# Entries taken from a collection

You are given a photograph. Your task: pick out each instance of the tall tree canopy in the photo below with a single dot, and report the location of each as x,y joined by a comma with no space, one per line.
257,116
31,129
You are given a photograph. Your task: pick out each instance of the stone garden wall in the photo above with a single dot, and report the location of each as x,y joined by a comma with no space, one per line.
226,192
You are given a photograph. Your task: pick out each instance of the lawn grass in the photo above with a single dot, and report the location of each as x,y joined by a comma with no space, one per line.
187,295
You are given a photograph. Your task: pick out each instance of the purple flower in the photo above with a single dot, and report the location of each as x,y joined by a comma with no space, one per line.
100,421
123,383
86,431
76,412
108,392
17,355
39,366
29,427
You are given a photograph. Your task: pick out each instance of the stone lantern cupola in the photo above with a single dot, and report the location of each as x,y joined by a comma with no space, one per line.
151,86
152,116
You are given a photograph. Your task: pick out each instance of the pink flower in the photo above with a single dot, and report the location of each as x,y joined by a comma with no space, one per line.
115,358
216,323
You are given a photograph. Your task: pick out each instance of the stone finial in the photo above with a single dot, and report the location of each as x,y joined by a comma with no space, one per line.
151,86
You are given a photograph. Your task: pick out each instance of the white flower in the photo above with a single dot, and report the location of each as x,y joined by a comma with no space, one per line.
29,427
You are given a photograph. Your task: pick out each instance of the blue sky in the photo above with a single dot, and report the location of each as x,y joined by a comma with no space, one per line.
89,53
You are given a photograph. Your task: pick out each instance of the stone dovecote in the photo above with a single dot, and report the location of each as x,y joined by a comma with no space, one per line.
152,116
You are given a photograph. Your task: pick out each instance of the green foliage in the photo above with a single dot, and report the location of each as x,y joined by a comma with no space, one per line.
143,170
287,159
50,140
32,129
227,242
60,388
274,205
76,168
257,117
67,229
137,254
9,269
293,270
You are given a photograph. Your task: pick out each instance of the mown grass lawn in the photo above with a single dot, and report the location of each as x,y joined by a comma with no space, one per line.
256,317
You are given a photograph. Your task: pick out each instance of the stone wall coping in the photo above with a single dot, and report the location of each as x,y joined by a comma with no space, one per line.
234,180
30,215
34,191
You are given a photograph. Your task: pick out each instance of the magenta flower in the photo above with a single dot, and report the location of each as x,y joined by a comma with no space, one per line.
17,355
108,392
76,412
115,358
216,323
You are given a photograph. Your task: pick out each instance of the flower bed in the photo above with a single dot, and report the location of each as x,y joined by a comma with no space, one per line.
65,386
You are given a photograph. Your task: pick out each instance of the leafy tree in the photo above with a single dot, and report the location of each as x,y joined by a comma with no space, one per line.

# Requirement
Repeat the listing above without any change.

# Problem solution
You are given a photograph. Your task: pick out each instance of the tall tree canopy in the photo below with a single dot, and report the location of each as x,y joined by a comma with no space, one per line.
257,116
31,129
You are given a photograph. Your task: pick out each instance of the stone garden wall in the photo above with a single dot, and report the location of each as x,y joined by a comma with no space, one per line.
226,192
You are given a photograph. Your task: pick out each instance of the lawn grass in the photo above with a single dot, and report the location of each as x,y joined by a comma with no space, one per line.
187,295
You are given a photograph. Your task: pick out each instance of the purple flower in the photo above with a single dot, and report the location of each as x,y joined by a comma with no space, one per line.
100,421
123,383
86,431
76,412
108,392
17,355
39,366
29,427
You are given a photograph. Your task: pick out each instance of the stone lantern cupola in the photo above with a single dot, and report the location of each as x,y joined by a comma with no space, one per line.
151,86
152,116
You are given a photograph. Your task: pick out each instance of the pink flower in the photo above with a single dot, and report the location of each as x,y joined by a comma with no space, one per line.
115,358
216,323
You are given a photograph. Your task: pick out each instance of the stone finial in the photo above with a single dot, and report the location of each as x,y joined by a comma with no space, one per line.
151,86
You are given a photograph. Your task: pick out each instance of the white flower in the photo above with a single dot, and report the location of each as x,y joined by a comma with no space, one per line.
29,427
You are given a photograph. Your task: pick out each instance of the blue sky in the photo above with a single dot, and report the location of each as x,y joined by a comma with no space, one per line.
89,53
You are given a photograph. Your task: pick out each instance of the stone dovecote in the photo above with a single dot, and report the location of each as x,y joined by a comma with no space, one per line.
152,116
You are given a photograph. Your task: pick out each instance of the green foliage in the photo above with a single dot, and report the location of each as x,y joined by a comma with no space, one per line.
143,170
287,159
50,140
32,129
227,242
60,388
274,205
76,168
257,117
67,229
137,254
9,269
293,270
You are given a photograph. Your task: pick out each instance of the mown grass lawn in the photo above with a single dot, and report the location of each as x,y joined by a comma with no space, one per line.
256,317
You are given a photograph. Your task: pick out each instance of the stone wall coping in the photo above with a single dot, and report the location of each as x,y joined by a comma with no space, one per line.
234,180
30,215
34,191
You are given a photograph. Your task: pick out each instance of the magenta flower in the photo above with a single dot, and report the location of each as x,y joined by a comma with no space, one per line.
17,355
108,392
76,412
115,358
216,323
You are given a photograph. Your task: pick out each instance of the flower bed in the photo above with a single dot, and report the location of each as x,y joined by a comma with no space, one per line.
65,386
You are given a photograph. Your task: pick out each instance of the leafy tree in the photo above with a single dot, and report the location of each as x,y joined by a comma with no space, one per line.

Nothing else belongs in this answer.